Requirements. Give the records below as a two-column CSV with the header instruction,coordinates and one row for each record. Put each record's full text in the first quoted field and its answer in the second, with line breaks replaced by spaces.
..............................
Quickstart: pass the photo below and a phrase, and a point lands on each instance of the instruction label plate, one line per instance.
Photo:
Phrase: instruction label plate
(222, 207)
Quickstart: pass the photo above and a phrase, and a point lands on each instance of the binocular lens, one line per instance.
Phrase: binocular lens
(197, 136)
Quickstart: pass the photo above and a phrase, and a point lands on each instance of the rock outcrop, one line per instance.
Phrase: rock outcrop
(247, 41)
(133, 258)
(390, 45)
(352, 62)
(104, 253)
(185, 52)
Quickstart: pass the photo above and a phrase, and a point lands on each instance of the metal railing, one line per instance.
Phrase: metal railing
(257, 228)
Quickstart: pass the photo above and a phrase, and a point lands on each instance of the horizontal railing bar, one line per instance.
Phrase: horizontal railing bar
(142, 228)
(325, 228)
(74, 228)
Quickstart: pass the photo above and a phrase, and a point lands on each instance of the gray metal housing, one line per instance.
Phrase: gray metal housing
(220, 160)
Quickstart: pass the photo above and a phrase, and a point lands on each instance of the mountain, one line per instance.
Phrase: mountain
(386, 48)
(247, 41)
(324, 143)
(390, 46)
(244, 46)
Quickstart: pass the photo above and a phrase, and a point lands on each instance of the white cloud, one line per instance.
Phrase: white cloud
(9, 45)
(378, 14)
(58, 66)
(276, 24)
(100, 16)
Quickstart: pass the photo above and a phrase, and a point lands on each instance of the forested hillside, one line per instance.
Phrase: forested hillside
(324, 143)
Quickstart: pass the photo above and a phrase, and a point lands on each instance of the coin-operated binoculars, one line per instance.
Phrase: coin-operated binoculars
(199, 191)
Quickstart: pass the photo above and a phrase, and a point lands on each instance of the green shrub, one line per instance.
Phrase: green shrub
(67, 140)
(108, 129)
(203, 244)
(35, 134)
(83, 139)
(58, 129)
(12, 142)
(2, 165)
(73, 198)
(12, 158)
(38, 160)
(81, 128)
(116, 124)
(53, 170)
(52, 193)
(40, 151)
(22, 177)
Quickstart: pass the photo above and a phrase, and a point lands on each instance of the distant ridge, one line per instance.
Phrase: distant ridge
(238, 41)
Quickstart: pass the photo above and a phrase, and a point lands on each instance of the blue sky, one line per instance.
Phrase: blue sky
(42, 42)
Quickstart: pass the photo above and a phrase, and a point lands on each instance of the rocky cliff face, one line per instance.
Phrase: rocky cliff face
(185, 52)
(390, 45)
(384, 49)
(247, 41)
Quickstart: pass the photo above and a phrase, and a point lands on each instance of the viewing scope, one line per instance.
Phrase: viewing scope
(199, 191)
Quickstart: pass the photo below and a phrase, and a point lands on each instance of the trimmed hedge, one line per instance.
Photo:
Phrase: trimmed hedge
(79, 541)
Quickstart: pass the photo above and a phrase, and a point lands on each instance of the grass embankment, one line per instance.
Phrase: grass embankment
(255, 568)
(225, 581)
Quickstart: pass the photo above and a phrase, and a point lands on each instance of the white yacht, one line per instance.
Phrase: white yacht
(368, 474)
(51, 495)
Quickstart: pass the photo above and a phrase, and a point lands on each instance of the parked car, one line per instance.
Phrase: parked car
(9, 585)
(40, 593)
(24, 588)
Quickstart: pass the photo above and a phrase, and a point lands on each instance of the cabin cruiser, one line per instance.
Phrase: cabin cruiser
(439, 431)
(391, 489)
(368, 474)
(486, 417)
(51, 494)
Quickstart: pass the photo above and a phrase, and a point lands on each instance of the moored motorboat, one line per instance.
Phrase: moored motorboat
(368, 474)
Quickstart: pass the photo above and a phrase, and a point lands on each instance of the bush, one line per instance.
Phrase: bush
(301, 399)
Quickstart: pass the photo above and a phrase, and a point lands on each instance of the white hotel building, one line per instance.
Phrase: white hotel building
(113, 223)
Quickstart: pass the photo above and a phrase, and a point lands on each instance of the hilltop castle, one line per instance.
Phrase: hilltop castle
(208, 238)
..............................
Task response.
instruction,coordinates
"Quickstart: pass the photo below and a phrase, and a point lands on each instance of the instruction label plate, one line per instance. Photo: Phrase: instruction label plate","(222, 207)"
"Quickstart: pass the photo above and a phrase, and a point lands on each instance of the binocular lens, one line per instance. Phrase: binocular lens","(197, 136)"
"Quickstart: pass the photo above and a phrase, and a point lands on each instance of the rock outcrop, one line per instance. Phrase: rock outcrop","(247, 41) (133, 258) (390, 45) (352, 62) (104, 253) (185, 52)"
"Quickstart: pass the photo above and a phrase, and a point lands on each instance of the metal railing, one line per instance. Phrase: metal railing","(257, 228)"
"Quickstart: pass the photo above and a phrase, and a point lands on each instance of the horizontal railing bar, one line per instance. Phrase: horizontal railing bar","(142, 228) (325, 228) (74, 228)"
"Quickstart: pass the photo above and a phrase, and a point lands on each instance of the gray metal housing, one line per instance. Phrase: gray metal housing","(220, 160)"
"Quickstart: pass the photo above and a phrase, and a point lands on each instance of the mountain, one line per instance. Phrase: mountain","(386, 48) (247, 41) (324, 143) (390, 46) (244, 46)"
"Quickstart: pass the photo above and a phrase, and a point lands on each instance of the white cloud, one line per instance. Phrase: white cloud","(9, 45) (378, 14) (58, 66) (276, 24) (100, 16)"
"Quickstart: pass the photo above and a phrase, and a point lands on each instance of the forested hillside, one line per instance. Phrase: forested hillside","(324, 143)"
"Quickstart: pass the photo above and a phrase, and a point lands on each instance of the coin-operated binoculars, one line per instance. Phrase: coin-operated binoculars","(199, 191)"
"Quickstart: pass the photo above and a phrase, and a point lands on each instance of the green shrub, one line per instance. Phrase: green shrub","(67, 140) (108, 129) (203, 244) (35, 134) (83, 139) (58, 129) (12, 142) (2, 165) (73, 198) (12, 158) (38, 160) (81, 128) (116, 124) (53, 170) (52, 193) (40, 151) (22, 177)"
"Quickstart: pass the photo above and a phrase, and a point lands on each instance of the distant ridge, one line per instance. Phrase: distant ridge","(238, 41)"
"Quickstart: pass the photo above and a phrase, and a point lands on each instance of the blue sky, one line per instance. Phrase: blue sky","(42, 42)"
"Quickstart: pass the photo above and a phrase, and a point lands on each instance of the rocky cliff face, one line per instance. Phrase: rocky cliff face","(185, 52) (390, 45) (384, 49) (247, 41)"
"Quickstart: pass the photo above and a phrase, and a point lands on each instance of the viewing scope, one line per instance. Phrase: viewing scope","(199, 191)"
"Quickstart: pass the photo below and a phrase, and a point lands on each instance of the trimmed hedge, one line per instance. Photo: Phrase: trimmed hedge","(79, 541)"
"Quickstart: pass the photo above and a phrase, and a point lands on each instance of the grass embankment, one line per instance. Phrase: grass embankment","(255, 568) (225, 581)"
"Quickstart: pass the photo above and a phrase, and a point lands on each instance of the white yacht, one line per instance. Phrase: white yacht","(368, 474) (51, 495)"
"Quickstart: pass the photo above and a phrase, and a point lands on each instance of the parked car, one line per instance. Phrase: parked car","(9, 585) (40, 593) (24, 588)"
"Quickstart: pass the photo above and a phrase, and a point lands on each instance of the cabin cruiser, one line per instance. Phrase: cabin cruiser","(439, 431) (391, 489) (368, 474) (486, 417) (51, 494)"
"Quickstart: pass the photo above and a phrase, and a point lands on each instance of the moored motorboat, one line per instance. Phrase: moored motorboat","(368, 474)"
"Quickstart: pass the photo above and a phrase, and a point lands on each instance of the bush, one line per instance. Phrase: bush","(301, 399)"
"Quickstart: pass the photo above and a phrase, and a point lands on each instance of the white hotel building, one line per instance. Phrase: white hotel building","(113, 223)"
"Quickstart: pass the photo above and a phrase, and a point lands on each instance of the hilltop castle, one line per instance. Phrase: hilltop castle","(208, 238)"